◆ Por hacer: Indica el título del libro de Horacio Rosatti que se cita en el texto extraído.

◆ Texto extraído:
Cristina ha mostrado una gran capacidad para las contorsiones, como cuando pasó de considerar a Jorge Bergoglio de villano a “mi mejor amigo el Papa”, porque simplemente le convenía, o como cuando pasó de odiar a Alberto Fernandez a ungirlo presidente para vender el Alberto Moderado que nació vencido y que le permitió regresar al poder. Ahora, en sólo 24 horas se diluyó el golpe institucional que habían denunciado por la decisión de la Corte, cuando encontraron un mejor ardid que el gastado lloriqueo de golpismos, y pudieron trampear la idea de equilibrio poniendo un consejero propio donde le correspondía un lugar a la oposición. Ahora deberá vérselas con un gladiador incansable como Luis Juez, con una oposición fortalecida y con una sociedad enojada con su gobierno, y ese sillón birlado tampoco le alcanza para salirse con la suya. Se podría decir que hoy en el Congreso los dos consejeros nombrados están bajo cuestionamiento y que incluso, si se judicializan ambos casos, todo puede terminar con un enroque, porque en la cámara de diputados, el Frente de Todos tiene los números para reclamar con argumentos el segundo representante del Consejo e impugnar lo decidido por Massa. Pero, así y todo, será una pelea que no revertirá la cuestión de fondo. El Consejo ya no es dominado por la señora Kirchner sino por el Presidente de la Corte, cuyo voto en caso de empate, vale doble.
Afirma un dicho popular, que el poder no cambia a la gente, sino que la muestra tal como es. Nunca se había visto con tanta claridad la esquiva cara de Cristina. Maestra del misterio hizo incluso de su silencio una herramienta de poder, blandió cartas como puñales de traición, y había tomado la sala de control de ese poder con el que está obsesionada, el poder judicial. Su obsesión es simple: el poder judicial es un límite a su propio poder, es decir, a su propia impunidad. El actual titular de la Corte la ha desafiado como jamás imaginó. En su libro “Ensayo sobre la Justicia, del oráculo a la razón”, Horacio Rosatti recuerda que, en la tragedia griega, “la felicidad y la infelicidad están en la acción”. En estas horas dramáticas de intrigas en las sombras, parece haber seguido esta máxima aristotélica con fallos rápidos y determinación irrefrenable para recuperar el control de la botonera del poder judicial que Cristina estaba determinada a colonizar.
Es sólo una fase de una puja que no termina. Nadie puede subestimar a la vicepresidenta. No sólo ha dado prueba de ello, sino que no tiene opción. Uno de los juicios que no pudo evitar, el de la obra pública, avanzará inexorable en estos meses, y los que creyó haber puenteado pueden darse vuelta. El poder de Cristina se termina donde empieza el poder de la justicia.
Para Horacio Rosatti, hoy puede considerarse el día de la restauración: el Consejo de la magistratura está presidido de nuevo por el poder judicial al que rige. Según su libro, el emerger de la justicia, como tal, es uno en el que “héroes encadenados a los dioses dieron paso a hombres desencadenados”. Las cadenas que había puesto Cristina, al menos por ahora, se han roto.

◆ Filas listadas:

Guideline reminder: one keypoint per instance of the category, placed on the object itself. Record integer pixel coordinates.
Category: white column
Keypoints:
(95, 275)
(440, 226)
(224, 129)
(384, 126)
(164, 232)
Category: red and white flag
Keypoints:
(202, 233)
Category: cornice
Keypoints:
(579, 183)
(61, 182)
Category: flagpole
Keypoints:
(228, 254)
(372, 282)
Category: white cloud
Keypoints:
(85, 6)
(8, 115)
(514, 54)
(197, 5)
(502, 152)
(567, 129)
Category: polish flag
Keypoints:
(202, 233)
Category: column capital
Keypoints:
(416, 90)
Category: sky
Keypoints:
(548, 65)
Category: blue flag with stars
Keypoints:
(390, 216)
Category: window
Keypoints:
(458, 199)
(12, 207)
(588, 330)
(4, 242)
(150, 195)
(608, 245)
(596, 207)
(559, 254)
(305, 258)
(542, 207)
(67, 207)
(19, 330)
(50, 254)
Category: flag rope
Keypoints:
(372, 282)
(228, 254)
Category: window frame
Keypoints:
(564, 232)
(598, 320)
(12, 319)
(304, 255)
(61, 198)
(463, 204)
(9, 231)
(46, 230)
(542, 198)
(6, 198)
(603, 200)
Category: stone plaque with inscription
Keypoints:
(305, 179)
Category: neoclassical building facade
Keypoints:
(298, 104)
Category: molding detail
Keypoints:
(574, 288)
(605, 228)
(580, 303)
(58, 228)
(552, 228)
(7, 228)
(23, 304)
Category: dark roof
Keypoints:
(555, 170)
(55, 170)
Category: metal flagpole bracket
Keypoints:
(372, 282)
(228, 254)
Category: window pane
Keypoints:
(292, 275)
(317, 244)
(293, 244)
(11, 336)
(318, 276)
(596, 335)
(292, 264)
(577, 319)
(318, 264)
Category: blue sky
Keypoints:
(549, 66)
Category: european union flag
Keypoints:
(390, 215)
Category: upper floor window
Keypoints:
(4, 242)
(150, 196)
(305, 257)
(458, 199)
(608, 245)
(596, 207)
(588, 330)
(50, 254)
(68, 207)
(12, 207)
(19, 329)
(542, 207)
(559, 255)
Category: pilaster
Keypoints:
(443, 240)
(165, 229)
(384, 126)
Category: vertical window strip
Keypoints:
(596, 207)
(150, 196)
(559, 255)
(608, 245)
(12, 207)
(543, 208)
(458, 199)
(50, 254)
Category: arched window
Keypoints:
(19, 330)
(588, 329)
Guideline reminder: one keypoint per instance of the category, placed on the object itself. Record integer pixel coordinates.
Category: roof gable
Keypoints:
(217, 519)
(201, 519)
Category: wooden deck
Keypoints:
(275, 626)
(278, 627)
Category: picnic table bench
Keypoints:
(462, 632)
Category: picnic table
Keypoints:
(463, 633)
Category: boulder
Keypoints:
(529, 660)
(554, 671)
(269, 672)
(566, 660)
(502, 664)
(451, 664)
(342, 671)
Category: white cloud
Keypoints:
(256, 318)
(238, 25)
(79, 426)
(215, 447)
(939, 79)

---

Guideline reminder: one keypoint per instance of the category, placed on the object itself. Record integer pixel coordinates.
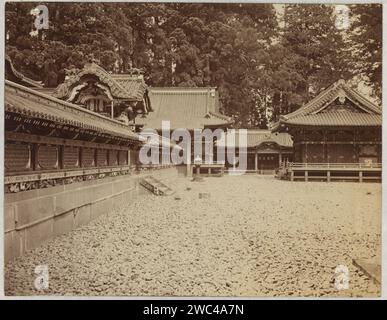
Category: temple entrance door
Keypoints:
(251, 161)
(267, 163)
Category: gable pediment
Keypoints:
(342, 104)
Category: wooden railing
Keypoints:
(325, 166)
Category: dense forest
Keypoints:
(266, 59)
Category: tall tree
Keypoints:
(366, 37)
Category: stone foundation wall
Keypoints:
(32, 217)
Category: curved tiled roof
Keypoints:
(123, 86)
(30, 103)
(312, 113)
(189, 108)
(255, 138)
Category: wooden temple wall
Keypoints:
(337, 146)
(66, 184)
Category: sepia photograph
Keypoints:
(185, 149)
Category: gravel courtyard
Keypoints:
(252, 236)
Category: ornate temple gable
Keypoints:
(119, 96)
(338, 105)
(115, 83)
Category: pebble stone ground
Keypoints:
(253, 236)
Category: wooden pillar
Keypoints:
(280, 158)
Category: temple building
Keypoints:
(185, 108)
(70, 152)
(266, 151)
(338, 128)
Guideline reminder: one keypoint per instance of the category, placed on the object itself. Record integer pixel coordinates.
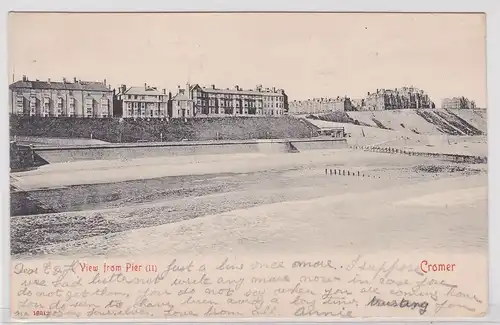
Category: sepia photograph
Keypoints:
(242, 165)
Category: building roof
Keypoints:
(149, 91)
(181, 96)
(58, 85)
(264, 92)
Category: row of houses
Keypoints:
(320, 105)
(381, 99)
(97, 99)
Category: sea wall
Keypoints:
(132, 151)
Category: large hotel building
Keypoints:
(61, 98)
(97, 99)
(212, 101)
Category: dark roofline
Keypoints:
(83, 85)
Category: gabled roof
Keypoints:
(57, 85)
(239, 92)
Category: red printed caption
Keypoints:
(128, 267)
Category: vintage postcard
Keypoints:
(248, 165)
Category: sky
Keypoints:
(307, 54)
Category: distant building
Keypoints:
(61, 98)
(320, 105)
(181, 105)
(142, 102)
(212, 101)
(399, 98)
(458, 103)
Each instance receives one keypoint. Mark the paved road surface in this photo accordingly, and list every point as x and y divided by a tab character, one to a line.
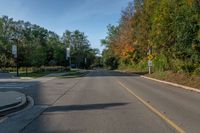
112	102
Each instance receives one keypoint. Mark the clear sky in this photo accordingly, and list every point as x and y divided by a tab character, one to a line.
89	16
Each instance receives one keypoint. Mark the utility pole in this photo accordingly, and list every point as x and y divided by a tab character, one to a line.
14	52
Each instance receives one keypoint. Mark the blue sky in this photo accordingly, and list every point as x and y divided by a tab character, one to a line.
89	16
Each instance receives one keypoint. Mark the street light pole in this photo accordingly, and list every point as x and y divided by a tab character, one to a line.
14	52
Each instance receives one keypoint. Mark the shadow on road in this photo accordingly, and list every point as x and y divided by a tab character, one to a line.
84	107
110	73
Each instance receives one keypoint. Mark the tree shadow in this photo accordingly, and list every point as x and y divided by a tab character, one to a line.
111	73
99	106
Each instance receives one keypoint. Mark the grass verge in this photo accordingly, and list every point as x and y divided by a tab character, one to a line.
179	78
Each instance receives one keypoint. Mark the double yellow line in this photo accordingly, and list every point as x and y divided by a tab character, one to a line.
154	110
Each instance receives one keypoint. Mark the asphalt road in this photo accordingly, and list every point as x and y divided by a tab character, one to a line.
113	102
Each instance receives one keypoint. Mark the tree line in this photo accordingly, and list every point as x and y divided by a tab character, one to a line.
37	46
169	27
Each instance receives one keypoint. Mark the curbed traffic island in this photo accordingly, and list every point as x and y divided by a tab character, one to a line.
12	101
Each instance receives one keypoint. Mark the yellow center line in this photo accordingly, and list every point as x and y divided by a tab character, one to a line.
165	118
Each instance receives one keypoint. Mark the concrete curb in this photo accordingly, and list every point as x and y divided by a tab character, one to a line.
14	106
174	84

◆ Solución desarrollada: «Ensayo sobre la Justicia, del oráculo a la razón».